## DO THIS:
Set down all of the entries word for word, omitting the images they contain.

[Image annotation data]
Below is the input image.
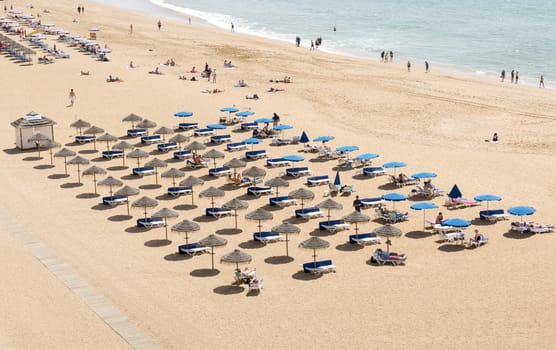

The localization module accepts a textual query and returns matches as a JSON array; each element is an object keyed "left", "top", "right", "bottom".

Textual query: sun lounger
[
  {"left": 349, "top": 233, "right": 380, "bottom": 245},
  {"left": 178, "top": 123, "right": 199, "bottom": 130},
  {"left": 141, "top": 135, "right": 162, "bottom": 144},
  {"left": 295, "top": 207, "right": 324, "bottom": 219},
  {"left": 210, "top": 134, "right": 232, "bottom": 144},
  {"left": 307, "top": 175, "right": 330, "bottom": 186},
  {"left": 241, "top": 123, "right": 259, "bottom": 131},
  {"left": 286, "top": 166, "right": 311, "bottom": 177},
  {"left": 102, "top": 196, "right": 127, "bottom": 206},
  {"left": 268, "top": 196, "right": 297, "bottom": 207},
  {"left": 253, "top": 232, "right": 284, "bottom": 244},
  {"left": 467, "top": 236, "right": 488, "bottom": 248},
  {"left": 75, "top": 135, "right": 96, "bottom": 144},
  {"left": 249, "top": 279, "right": 263, "bottom": 293},
  {"left": 167, "top": 186, "right": 193, "bottom": 197},
  {"left": 245, "top": 149, "right": 268, "bottom": 159},
  {"left": 479, "top": 209, "right": 508, "bottom": 222},
  {"left": 205, "top": 208, "right": 234, "bottom": 219},
  {"left": 178, "top": 243, "right": 210, "bottom": 256},
  {"left": 127, "top": 129, "right": 147, "bottom": 137},
  {"left": 226, "top": 142, "right": 248, "bottom": 152},
  {"left": 132, "top": 166, "right": 155, "bottom": 176},
  {"left": 156, "top": 142, "right": 178, "bottom": 152},
  {"left": 174, "top": 150, "right": 193, "bottom": 159},
  {"left": 193, "top": 128, "right": 214, "bottom": 136},
  {"left": 102, "top": 150, "right": 124, "bottom": 159},
  {"left": 137, "top": 217, "right": 164, "bottom": 228},
  {"left": 209, "top": 167, "right": 232, "bottom": 177},
  {"left": 300, "top": 259, "right": 336, "bottom": 274},
  {"left": 363, "top": 166, "right": 385, "bottom": 177},
  {"left": 247, "top": 186, "right": 272, "bottom": 197},
  {"left": 185, "top": 159, "right": 209, "bottom": 169},
  {"left": 360, "top": 197, "right": 384, "bottom": 208},
  {"left": 319, "top": 220, "right": 349, "bottom": 233},
  {"left": 371, "top": 249, "right": 407, "bottom": 265},
  {"left": 266, "top": 158, "right": 291, "bottom": 168},
  {"left": 444, "top": 197, "right": 481, "bottom": 208}
]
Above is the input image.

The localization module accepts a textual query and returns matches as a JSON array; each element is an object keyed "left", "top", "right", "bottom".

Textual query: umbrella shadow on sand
[
  {"left": 212, "top": 285, "right": 245, "bottom": 295},
  {"left": 144, "top": 239, "right": 172, "bottom": 248},
  {"left": 292, "top": 270, "right": 322, "bottom": 281},
  {"left": 405, "top": 231, "right": 433, "bottom": 239},
  {"left": 164, "top": 253, "right": 193, "bottom": 261},
  {"left": 189, "top": 269, "right": 220, "bottom": 277},
  {"left": 264, "top": 255, "right": 294, "bottom": 265},
  {"left": 336, "top": 242, "right": 365, "bottom": 252}
]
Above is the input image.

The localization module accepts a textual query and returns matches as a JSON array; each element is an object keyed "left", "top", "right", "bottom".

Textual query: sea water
[{"left": 89, "top": 0, "right": 556, "bottom": 87}]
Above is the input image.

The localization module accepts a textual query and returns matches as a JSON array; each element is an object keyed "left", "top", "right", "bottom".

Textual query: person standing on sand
[{"left": 69, "top": 89, "right": 75, "bottom": 106}]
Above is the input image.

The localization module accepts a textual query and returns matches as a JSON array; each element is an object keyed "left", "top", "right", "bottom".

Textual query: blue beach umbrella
[
  {"left": 174, "top": 112, "right": 193, "bottom": 117},
  {"left": 410, "top": 202, "right": 438, "bottom": 227},
  {"left": 508, "top": 205, "right": 537, "bottom": 221},
  {"left": 282, "top": 154, "right": 305, "bottom": 162},
  {"left": 313, "top": 135, "right": 334, "bottom": 142},
  {"left": 411, "top": 171, "right": 436, "bottom": 179},
  {"left": 382, "top": 192, "right": 407, "bottom": 209},
  {"left": 254, "top": 118, "right": 272, "bottom": 123},
  {"left": 442, "top": 218, "right": 471, "bottom": 228},
  {"left": 448, "top": 185, "right": 463, "bottom": 199},
  {"left": 220, "top": 107, "right": 239, "bottom": 113},
  {"left": 236, "top": 111, "right": 255, "bottom": 118},
  {"left": 473, "top": 194, "right": 502, "bottom": 210},
  {"left": 336, "top": 146, "right": 359, "bottom": 153},
  {"left": 334, "top": 171, "right": 342, "bottom": 187},
  {"left": 355, "top": 153, "right": 379, "bottom": 161}
]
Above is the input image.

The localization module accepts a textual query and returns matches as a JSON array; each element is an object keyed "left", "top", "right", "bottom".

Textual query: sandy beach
[{"left": 0, "top": 0, "right": 556, "bottom": 349}]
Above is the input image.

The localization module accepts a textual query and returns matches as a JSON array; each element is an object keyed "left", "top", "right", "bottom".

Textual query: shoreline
[{"left": 88, "top": 0, "right": 556, "bottom": 90}]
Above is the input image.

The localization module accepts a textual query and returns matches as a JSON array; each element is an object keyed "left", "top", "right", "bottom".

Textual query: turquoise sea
[{"left": 90, "top": 0, "right": 556, "bottom": 87}]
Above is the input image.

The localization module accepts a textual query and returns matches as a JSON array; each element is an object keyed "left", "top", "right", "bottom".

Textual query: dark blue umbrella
[
  {"left": 355, "top": 153, "right": 379, "bottom": 161},
  {"left": 442, "top": 218, "right": 471, "bottom": 227},
  {"left": 336, "top": 146, "right": 359, "bottom": 153},
  {"left": 255, "top": 118, "right": 272, "bottom": 123},
  {"left": 508, "top": 206, "right": 537, "bottom": 221},
  {"left": 382, "top": 192, "right": 407, "bottom": 208},
  {"left": 313, "top": 135, "right": 334, "bottom": 142},
  {"left": 220, "top": 107, "right": 239, "bottom": 113},
  {"left": 410, "top": 202, "right": 438, "bottom": 227},
  {"left": 448, "top": 185, "right": 463, "bottom": 199},
  {"left": 174, "top": 112, "right": 193, "bottom": 117},
  {"left": 473, "top": 194, "right": 502, "bottom": 210},
  {"left": 236, "top": 111, "right": 255, "bottom": 117},
  {"left": 411, "top": 171, "right": 436, "bottom": 179},
  {"left": 282, "top": 154, "right": 305, "bottom": 162},
  {"left": 334, "top": 171, "right": 342, "bottom": 187}
]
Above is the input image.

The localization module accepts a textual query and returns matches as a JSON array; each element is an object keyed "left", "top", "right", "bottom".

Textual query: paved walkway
[{"left": 0, "top": 208, "right": 158, "bottom": 350}]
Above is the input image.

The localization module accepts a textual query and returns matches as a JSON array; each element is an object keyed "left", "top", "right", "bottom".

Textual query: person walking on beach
[{"left": 69, "top": 89, "right": 75, "bottom": 106}]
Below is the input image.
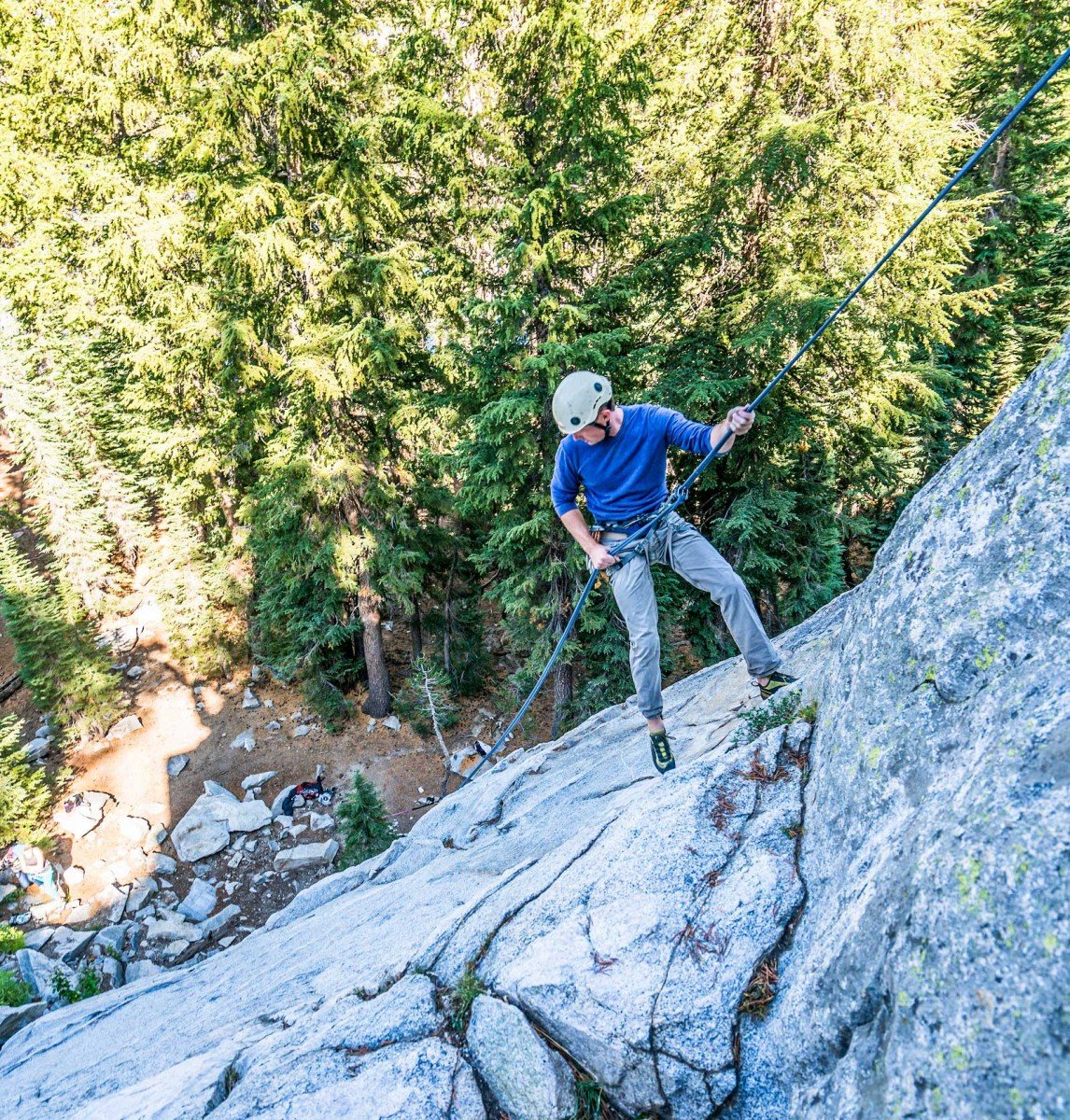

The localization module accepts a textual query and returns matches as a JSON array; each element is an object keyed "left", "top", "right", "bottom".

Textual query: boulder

## WRITTEN SOLUTION:
Below is the input image.

The localization module accepts a textual query and returns matches as a JSON array; each element is an object keyed "left", "top", "right", "bottom".

Textual query: sun lounger
[
  {"left": 349, "top": 233, "right": 380, "bottom": 245},
  {"left": 178, "top": 123, "right": 199, "bottom": 130},
  {"left": 141, "top": 135, "right": 162, "bottom": 144},
  {"left": 295, "top": 207, "right": 324, "bottom": 219},
  {"left": 210, "top": 134, "right": 232, "bottom": 144},
  {"left": 307, "top": 175, "right": 330, "bottom": 186},
  {"left": 241, "top": 123, "right": 259, "bottom": 131},
  {"left": 286, "top": 166, "right": 311, "bottom": 177},
  {"left": 102, "top": 196, "right": 127, "bottom": 206},
  {"left": 268, "top": 196, "right": 297, "bottom": 207},
  {"left": 253, "top": 232, "right": 284, "bottom": 244},
  {"left": 467, "top": 236, "right": 488, "bottom": 248},
  {"left": 75, "top": 135, "right": 96, "bottom": 144},
  {"left": 249, "top": 279, "right": 263, "bottom": 293},
  {"left": 167, "top": 186, "right": 193, "bottom": 197},
  {"left": 245, "top": 149, "right": 268, "bottom": 159},
  {"left": 479, "top": 209, "right": 508, "bottom": 222},
  {"left": 205, "top": 208, "right": 234, "bottom": 219},
  {"left": 178, "top": 243, "right": 210, "bottom": 256},
  {"left": 127, "top": 129, "right": 147, "bottom": 137},
  {"left": 226, "top": 142, "right": 248, "bottom": 152},
  {"left": 132, "top": 166, "right": 155, "bottom": 176},
  {"left": 156, "top": 142, "right": 178, "bottom": 152},
  {"left": 174, "top": 150, "right": 193, "bottom": 159},
  {"left": 193, "top": 128, "right": 214, "bottom": 136},
  {"left": 102, "top": 150, "right": 124, "bottom": 159},
  {"left": 137, "top": 217, "right": 164, "bottom": 228},
  {"left": 209, "top": 167, "right": 232, "bottom": 177},
  {"left": 300, "top": 259, "right": 336, "bottom": 274},
  {"left": 363, "top": 166, "right": 385, "bottom": 177},
  {"left": 247, "top": 186, "right": 272, "bottom": 197},
  {"left": 185, "top": 159, "right": 209, "bottom": 169},
  {"left": 360, "top": 197, "right": 384, "bottom": 208},
  {"left": 319, "top": 220, "right": 349, "bottom": 233},
  {"left": 371, "top": 249, "right": 407, "bottom": 265},
  {"left": 266, "top": 158, "right": 291, "bottom": 168},
  {"left": 444, "top": 197, "right": 481, "bottom": 208}
]
Above is the input image.

The localization module accepts a textual query and returns matches as a JSON array; each element is an object keyed "left", "top", "right", "bottom".

Textual query: umbrella shadow on sand
[
  {"left": 212, "top": 285, "right": 245, "bottom": 295},
  {"left": 144, "top": 239, "right": 172, "bottom": 248},
  {"left": 292, "top": 270, "right": 322, "bottom": 281},
  {"left": 405, "top": 231, "right": 433, "bottom": 239},
  {"left": 164, "top": 253, "right": 193, "bottom": 261},
  {"left": 189, "top": 269, "right": 220, "bottom": 277},
  {"left": 264, "top": 255, "right": 294, "bottom": 265},
  {"left": 336, "top": 242, "right": 365, "bottom": 252}
]
Above is the input image.

The localization module accepts a textual query and returns matches as a JSON array; each element is an object keyed "left", "top", "right", "bottom".

Textual query: sea water
[{"left": 89, "top": 0, "right": 556, "bottom": 87}]
Above is the input image.

The localization module accepts a textual query and returns matches as a JSON array; each element is an object keyed "left", "top", "right", "bottom".

Textual query: person standing on sand
[{"left": 69, "top": 89, "right": 75, "bottom": 106}]
Above is the input image.

The localization module accepts a textual query and returns matches as a JSON array; each element is an object keyed "left", "top", "right", "bottom".

Textual query: blue beach umbrella
[
  {"left": 174, "top": 112, "right": 193, "bottom": 117},
  {"left": 410, "top": 202, "right": 438, "bottom": 227},
  {"left": 508, "top": 205, "right": 537, "bottom": 221},
  {"left": 282, "top": 154, "right": 305, "bottom": 162},
  {"left": 313, "top": 135, "right": 334, "bottom": 142},
  {"left": 411, "top": 171, "right": 436, "bottom": 179},
  {"left": 382, "top": 192, "right": 407, "bottom": 209},
  {"left": 254, "top": 118, "right": 272, "bottom": 123},
  {"left": 442, "top": 218, "right": 471, "bottom": 228},
  {"left": 448, "top": 185, "right": 463, "bottom": 199},
  {"left": 220, "top": 107, "right": 239, "bottom": 113},
  {"left": 236, "top": 111, "right": 255, "bottom": 118},
  {"left": 473, "top": 194, "right": 502, "bottom": 210},
  {"left": 336, "top": 146, "right": 359, "bottom": 153},
  {"left": 334, "top": 171, "right": 342, "bottom": 187},
  {"left": 355, "top": 153, "right": 379, "bottom": 161}
]
Above is the input image.

The localization module accepts a textual query and returns matches as a JSON array; each element is an object keyed "left", "top", "right", "bottom".

Textual query: sandy beach
[{"left": 0, "top": 0, "right": 556, "bottom": 349}]
Above is the input image.

The localization module accepts a textual query and returns matches as a JSON array; each element is an object keyed "left", "top", "right", "bottom".

Textual query: shoreline
[{"left": 88, "top": 0, "right": 556, "bottom": 90}]
Above is the input image.

The localization module accepts a textual query and returns matches as a JSON array; each element is an object keyed "left", "top", "right", "bottom".

Textual query: turquoise sea
[{"left": 90, "top": 0, "right": 556, "bottom": 87}]
Above is the input image.

The localization module accepts a textual query and returns matches as a JSON array; each element is an object keyed "left", "top", "right", "bottom".

Textual query: dark blue umbrella
[
  {"left": 355, "top": 153, "right": 379, "bottom": 161},
  {"left": 442, "top": 218, "right": 471, "bottom": 227},
  {"left": 336, "top": 146, "right": 359, "bottom": 153},
  {"left": 255, "top": 118, "right": 272, "bottom": 123},
  {"left": 508, "top": 206, "right": 537, "bottom": 221},
  {"left": 382, "top": 192, "right": 407, "bottom": 208},
  {"left": 313, "top": 135, "right": 334, "bottom": 142},
  {"left": 220, "top": 107, "right": 239, "bottom": 113},
  {"left": 410, "top": 202, "right": 438, "bottom": 227},
  {"left": 448, "top": 185, "right": 463, "bottom": 199},
  {"left": 174, "top": 112, "right": 193, "bottom": 117},
  {"left": 473, "top": 194, "right": 502, "bottom": 210},
  {"left": 236, "top": 111, "right": 255, "bottom": 117},
  {"left": 411, "top": 171, "right": 436, "bottom": 179},
  {"left": 282, "top": 154, "right": 305, "bottom": 162},
  {"left": 334, "top": 171, "right": 342, "bottom": 187}
]
Above is the input image.

The localization module accepts a textual query and returns matches as a JSON array; each element is an object keyed "left", "top", "right", "bottom".

Textual query: paved walkway
[{"left": 0, "top": 208, "right": 158, "bottom": 350}]
Above is the input image.

The localization module accepts a textual query and returns matches as a JSON array; each element is an object keyed "left", "top", "right", "bottom".

Textual query: person walking on beach
[{"left": 69, "top": 89, "right": 75, "bottom": 106}]
Below is the input image.

The localization module accepts a textual query and returns matches as a JSON array; each element is an object keyed "left", "top", "right", "bottom".

Textual query: boulder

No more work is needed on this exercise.